_Письменное задание a:_ Что было вычислено при расчетах, описанных в отрывке об антивибрационной системе?

_Исходный отрывок:_
★ ★ ★ ★
Теперь наша задача стала четче: надо было решить, как погасить искусственно генерируемые вибрации. Мы добавили еще немного гидравлических труб, чтобы заставить волну деструктивно интерферировать с самой собой. Это был хитрый фокус из теории колебаний. Когда амплитуда волны росла, амплитуда нашей искусственной антиволны тоже росла и сводила проблему на нет. Поскольку я только-только выпустился из инженерной школы, Джефф поручил мне проделать расчеты. Я вычислил скорость волны в жидкости и объем, необходимый, чтобы сгенерировать нужную антиволну. Цифры, которые я получил, легли в основу нашего с Джеффом решения, и вибрации утихли. Но мне до сих пор не дает покоя мысль о том, как мало я знал о том, что Джефф мне поручил. Он не только обладал подробными познаниями в гидравлике и системах управления, но и понимал, как отфильтровать эти знания. А такую фильтрацию мы и зовем интуицией. У меня ушло некоторое время на то, чтобы понять, сколько всего Джефф знает, чего я не знаю, но он был со мной терпелив. Он никогда не допускал, чтобы мне было неловко задавать вопросы. Джефф ввел меня в свою рабочую группу, обращался со всеми уважительно, поощрял нас делиться тем, в чем мы были сильны. Все мы принимали участие в решении задачи, проектировании, создании и испытаниях нашей антивибрационной системы. Это было начало большого пути.
★ ★ ★ ★
_Список записей:_
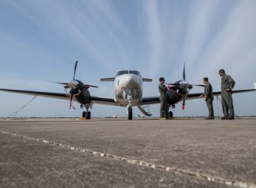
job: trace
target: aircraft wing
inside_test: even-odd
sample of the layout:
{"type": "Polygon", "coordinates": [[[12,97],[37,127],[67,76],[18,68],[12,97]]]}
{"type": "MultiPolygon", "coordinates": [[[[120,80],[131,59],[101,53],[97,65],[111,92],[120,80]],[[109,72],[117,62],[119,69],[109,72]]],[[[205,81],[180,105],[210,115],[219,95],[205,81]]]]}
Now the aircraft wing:
{"type": "Polygon", "coordinates": [[[159,97],[143,97],[141,102],[139,103],[141,105],[151,105],[160,103],[159,97]]]}
{"type": "Polygon", "coordinates": [[[37,95],[40,97],[55,98],[59,99],[65,99],[69,100],[66,93],[51,93],[51,92],[42,92],[42,91],[26,91],[26,90],[18,90],[18,89],[1,89],[0,91],[22,93],[30,95],[37,95]]]}
{"type": "MultiPolygon", "coordinates": [[[[40,96],[49,98],[54,98],[59,99],[69,100],[68,96],[66,93],[51,93],[51,92],[42,92],[42,91],[27,91],[27,90],[18,90],[18,89],[1,89],[0,91],[21,93],[34,96],[40,96]]],[[[104,97],[98,97],[96,96],[91,96],[91,100],[93,103],[97,104],[104,104],[110,105],[117,105],[119,106],[119,103],[115,103],[114,99],[111,98],[104,98],[104,97]]]]}
{"type": "Polygon", "coordinates": [[[91,101],[92,102],[96,104],[120,106],[120,103],[115,102],[115,100],[113,98],[98,97],[96,96],[91,96],[91,101]]]}
{"type": "MultiPolygon", "coordinates": [[[[232,92],[233,94],[236,94],[236,93],[255,91],[256,91],[256,89],[252,89],[234,90],[232,92]]],[[[203,93],[189,94],[189,95],[187,96],[187,100],[199,99],[200,95],[202,95],[203,93]]],[[[212,94],[214,95],[214,96],[220,95],[222,95],[222,92],[221,91],[212,92],[212,94]]]]}
{"type": "MultiPolygon", "coordinates": [[[[232,91],[232,93],[233,94],[236,94],[236,93],[246,93],[246,92],[250,92],[250,91],[256,91],[256,89],[234,90],[234,91],[232,91]]],[[[200,95],[202,94],[203,93],[189,94],[187,98],[187,100],[201,99],[200,95]]],[[[214,95],[214,96],[220,95],[222,94],[222,92],[221,91],[213,92],[212,94],[214,95]]],[[[157,104],[157,103],[160,103],[159,97],[143,97],[142,99],[142,101],[140,103],[140,105],[143,105],[157,104]]]]}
★ ★ ★ ★
_Письменное задание b:_ Перепишите все записи, подставив «airplane wing» вместо «aircraft wing» и оставив все остальное без изменений. Изображения в ответ не включайте.

_Результат a:_ Были вычислены скорость волны в жидкости и объем, необходимый, чтобы сгенерировать нужную антиволну.

_Результат b:_
job: trace
target: airplane wing
inside_test: even-odd
sample of the layout:
{"type": "Polygon", "coordinates": [[[12,97],[37,127],[67,76],[18,68],[12,97]]]}
{"type": "MultiPolygon", "coordinates": [[[[120,80],[131,59],[101,53],[97,65],[111,92],[120,80]],[[109,72],[117,62],[119,69],[109,72]]],[[[205,81],[180,105],[210,115],[219,95],[205,81]]]]}
Now the airplane wing:
{"type": "Polygon", "coordinates": [[[159,97],[143,97],[141,102],[139,103],[141,105],[151,105],[160,103],[159,97]]]}
{"type": "Polygon", "coordinates": [[[37,95],[40,97],[55,98],[59,99],[65,99],[69,100],[66,93],[51,93],[51,92],[42,92],[42,91],[26,91],[26,90],[18,90],[18,89],[1,89],[0,91],[22,93],[30,95],[37,95]]]}
{"type": "MultiPolygon", "coordinates": [[[[40,96],[49,98],[54,98],[59,99],[69,100],[68,96],[66,93],[51,93],[51,92],[42,92],[42,91],[27,91],[27,90],[18,90],[18,89],[1,89],[0,91],[21,93],[34,96],[40,96]]],[[[104,97],[98,97],[96,96],[91,96],[91,100],[93,103],[97,104],[104,104],[110,105],[117,105],[119,106],[119,103],[115,103],[114,99],[111,98],[104,98],[104,97]]]]}
{"type": "Polygon", "coordinates": [[[91,101],[92,102],[96,104],[120,106],[120,103],[115,102],[115,100],[113,98],[98,97],[96,96],[91,96],[91,101]]]}
{"type": "MultiPolygon", "coordinates": [[[[232,92],[233,94],[236,94],[236,93],[255,91],[256,91],[256,89],[252,89],[234,90],[232,92]]],[[[203,93],[189,94],[189,95],[187,96],[187,100],[199,99],[200,95],[202,95],[203,93]]],[[[212,94],[214,95],[214,96],[220,95],[222,95],[222,92],[221,91],[212,92],[212,94]]]]}
{"type": "MultiPolygon", "coordinates": [[[[232,91],[232,93],[233,94],[236,94],[236,93],[246,93],[246,92],[250,92],[250,91],[256,91],[256,89],[234,90],[234,91],[232,91]]],[[[200,95],[202,94],[203,93],[189,94],[187,98],[187,100],[201,99],[200,95]]],[[[214,95],[214,96],[220,95],[222,94],[222,92],[221,91],[213,92],[212,94],[214,95]]],[[[157,104],[157,103],[160,103],[159,97],[143,97],[142,99],[142,101],[140,103],[140,105],[143,105],[157,104]]]]}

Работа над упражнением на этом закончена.